• TO DO:
- 1) According to the briefing on London borough funding, how much lower are boroughs' overall resources in real terms than in 2010?
- 2) For each statement, say whether it agrees with the briefing on London borough funding, and quote the words that decide it. (a) The financial pressures the Covid-19 pandemic added in 2020-21 and 2021-22 were largely funded by national government. (b) Inner London boroughs are the lowest funded authorities per capita in the country. (c) The high demand pressures in many services have subsided.
- 3) Reproduce the part of the briefing on London borough funding that starts at "The Covid-19 pandemic" and ends at "leading to overspending.".

─── EXERCISE PASSAGE ───

A Parliamentary Briefing by London Councils ('The Voice of London Local Government') sets out in stark terms the choices (or lack of them) that local council, including Brent, will be facing next financial year:
London
boroughs have suffered from chronic underfunding for far too long.
Boroughs’ overall resources are now 22% lower in real terms than in 2010
– even though there are now 10% more Londoners (almost 800,000) to
serve.
The Covid-19 pandemic added £3 billion of financial pressures to
London boroughs in 2020-21 and 2021-22 but these were largely funded by
national government. However, the high demand pressures in many services
haven’t subsided, especially within homelessness, services for children
with special educational needs and disabilities, children’s social
care, and – most significantly – in adult social care. The impact of
long covid, interaction with the huge NHS backlog, and increasing
delayed transfers into adult social care, is leading to overspending.
Outer London boroughs, as the lowest funded authorities per capita in
the country, have particularly few resources to alleviate these growing
pressures.
Rising inflation and cost-of-living pressures
The energy crisis, soaring inflation, the increase in the National
Living Wage and cost-of-living pressures on residents have added huge
additional financial pressures to London boroughs’ budgets.

─── RECORDED DATA ───

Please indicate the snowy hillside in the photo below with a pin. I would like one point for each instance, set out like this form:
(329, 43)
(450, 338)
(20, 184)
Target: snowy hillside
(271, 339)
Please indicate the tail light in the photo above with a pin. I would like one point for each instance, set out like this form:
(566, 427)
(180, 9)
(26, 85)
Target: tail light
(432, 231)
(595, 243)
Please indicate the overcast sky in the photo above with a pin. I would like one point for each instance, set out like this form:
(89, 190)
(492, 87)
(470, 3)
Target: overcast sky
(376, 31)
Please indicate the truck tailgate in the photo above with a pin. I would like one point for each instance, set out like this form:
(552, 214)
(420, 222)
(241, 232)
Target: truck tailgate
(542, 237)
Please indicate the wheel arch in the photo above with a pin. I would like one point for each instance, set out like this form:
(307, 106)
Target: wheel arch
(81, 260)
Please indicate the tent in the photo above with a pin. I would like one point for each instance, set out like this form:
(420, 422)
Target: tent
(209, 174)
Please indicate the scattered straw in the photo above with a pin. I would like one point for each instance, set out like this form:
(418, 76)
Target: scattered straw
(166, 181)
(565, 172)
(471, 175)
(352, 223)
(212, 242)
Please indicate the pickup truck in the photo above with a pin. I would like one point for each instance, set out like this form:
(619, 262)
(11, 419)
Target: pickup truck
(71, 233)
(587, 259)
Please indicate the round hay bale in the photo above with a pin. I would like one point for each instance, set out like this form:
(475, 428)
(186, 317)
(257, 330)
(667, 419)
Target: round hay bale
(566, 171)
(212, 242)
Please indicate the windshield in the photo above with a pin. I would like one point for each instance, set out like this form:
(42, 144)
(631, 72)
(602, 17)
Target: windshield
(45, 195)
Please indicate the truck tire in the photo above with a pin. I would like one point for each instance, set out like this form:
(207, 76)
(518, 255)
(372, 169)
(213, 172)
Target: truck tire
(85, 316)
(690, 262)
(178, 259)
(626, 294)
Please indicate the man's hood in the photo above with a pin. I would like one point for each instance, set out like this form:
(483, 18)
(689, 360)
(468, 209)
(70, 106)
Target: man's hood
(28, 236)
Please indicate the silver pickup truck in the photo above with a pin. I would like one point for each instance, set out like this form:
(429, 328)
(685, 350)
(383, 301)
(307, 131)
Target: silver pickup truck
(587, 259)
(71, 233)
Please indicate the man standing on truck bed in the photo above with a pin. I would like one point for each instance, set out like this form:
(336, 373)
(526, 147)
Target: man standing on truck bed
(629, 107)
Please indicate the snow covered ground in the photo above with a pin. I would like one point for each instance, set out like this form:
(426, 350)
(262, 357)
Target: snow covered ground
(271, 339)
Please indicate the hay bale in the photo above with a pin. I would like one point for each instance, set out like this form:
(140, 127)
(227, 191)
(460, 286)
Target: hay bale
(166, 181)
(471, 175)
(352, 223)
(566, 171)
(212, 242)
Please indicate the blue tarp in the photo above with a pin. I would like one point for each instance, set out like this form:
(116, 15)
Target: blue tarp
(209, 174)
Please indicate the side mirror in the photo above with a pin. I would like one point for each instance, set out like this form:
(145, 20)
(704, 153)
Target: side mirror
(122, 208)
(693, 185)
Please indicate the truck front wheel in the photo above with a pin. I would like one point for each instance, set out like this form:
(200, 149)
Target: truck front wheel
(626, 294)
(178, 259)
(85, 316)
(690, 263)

───
─── RECORDED DATA ───

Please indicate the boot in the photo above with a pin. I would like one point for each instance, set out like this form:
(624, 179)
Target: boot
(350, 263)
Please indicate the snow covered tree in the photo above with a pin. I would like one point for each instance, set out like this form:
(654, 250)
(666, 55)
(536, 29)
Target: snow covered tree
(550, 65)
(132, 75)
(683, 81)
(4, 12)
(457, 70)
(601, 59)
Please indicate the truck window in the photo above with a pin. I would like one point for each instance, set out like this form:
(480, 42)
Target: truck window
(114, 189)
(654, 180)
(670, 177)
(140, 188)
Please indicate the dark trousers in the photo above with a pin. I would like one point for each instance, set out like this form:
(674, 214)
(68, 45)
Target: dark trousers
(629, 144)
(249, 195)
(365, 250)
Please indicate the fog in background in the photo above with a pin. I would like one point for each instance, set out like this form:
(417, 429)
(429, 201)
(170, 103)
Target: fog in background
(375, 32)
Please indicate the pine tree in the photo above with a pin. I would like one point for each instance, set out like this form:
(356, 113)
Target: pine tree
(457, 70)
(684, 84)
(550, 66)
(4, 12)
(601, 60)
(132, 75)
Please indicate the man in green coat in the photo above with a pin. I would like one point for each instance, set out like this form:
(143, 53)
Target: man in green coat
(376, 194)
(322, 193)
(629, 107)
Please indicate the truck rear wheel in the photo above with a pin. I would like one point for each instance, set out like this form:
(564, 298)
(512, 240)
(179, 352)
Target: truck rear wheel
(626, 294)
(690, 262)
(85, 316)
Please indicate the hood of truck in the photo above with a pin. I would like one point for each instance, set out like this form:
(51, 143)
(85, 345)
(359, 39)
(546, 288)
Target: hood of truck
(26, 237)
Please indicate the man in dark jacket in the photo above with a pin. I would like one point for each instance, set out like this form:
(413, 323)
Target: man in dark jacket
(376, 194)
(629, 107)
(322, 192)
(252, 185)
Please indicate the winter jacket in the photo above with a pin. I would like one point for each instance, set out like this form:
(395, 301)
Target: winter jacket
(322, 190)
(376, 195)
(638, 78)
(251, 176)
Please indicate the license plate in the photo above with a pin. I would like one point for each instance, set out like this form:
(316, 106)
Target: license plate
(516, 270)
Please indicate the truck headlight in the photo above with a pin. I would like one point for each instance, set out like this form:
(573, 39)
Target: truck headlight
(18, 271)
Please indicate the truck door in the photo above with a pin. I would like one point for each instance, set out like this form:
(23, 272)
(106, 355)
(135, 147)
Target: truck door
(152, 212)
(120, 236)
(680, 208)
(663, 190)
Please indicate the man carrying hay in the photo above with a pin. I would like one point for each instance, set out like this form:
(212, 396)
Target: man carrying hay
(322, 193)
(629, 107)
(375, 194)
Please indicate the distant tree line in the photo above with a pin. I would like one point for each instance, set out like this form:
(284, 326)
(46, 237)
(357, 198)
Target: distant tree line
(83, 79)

───

• OUTPUTS IN ORDER:
- 1) 22% lower

- 2)
(a) Yes: "but these were largely funded by national government"
(b) No: "Outer London boroughs, as the lowest funded authorities per capita in the country"
(c) No: "the high demand pressures in many services haven’t subsided"

- 3)
The Covid-19 pandemic added £3 billion of financial pressures to
London boroughs in 2020-21 and 2021-22 but these were largely funded by
national government. However, the high demand pressures in many services
haven’t subsided, especially within homelessness, services for children
with special educational needs and disabilities, children’s social
care, and – most significantly – in adult social care. The impact of
long covid, interaction with the huge NHS backlog, and increasing
delayed transfers into adult social care, is leading to overspending.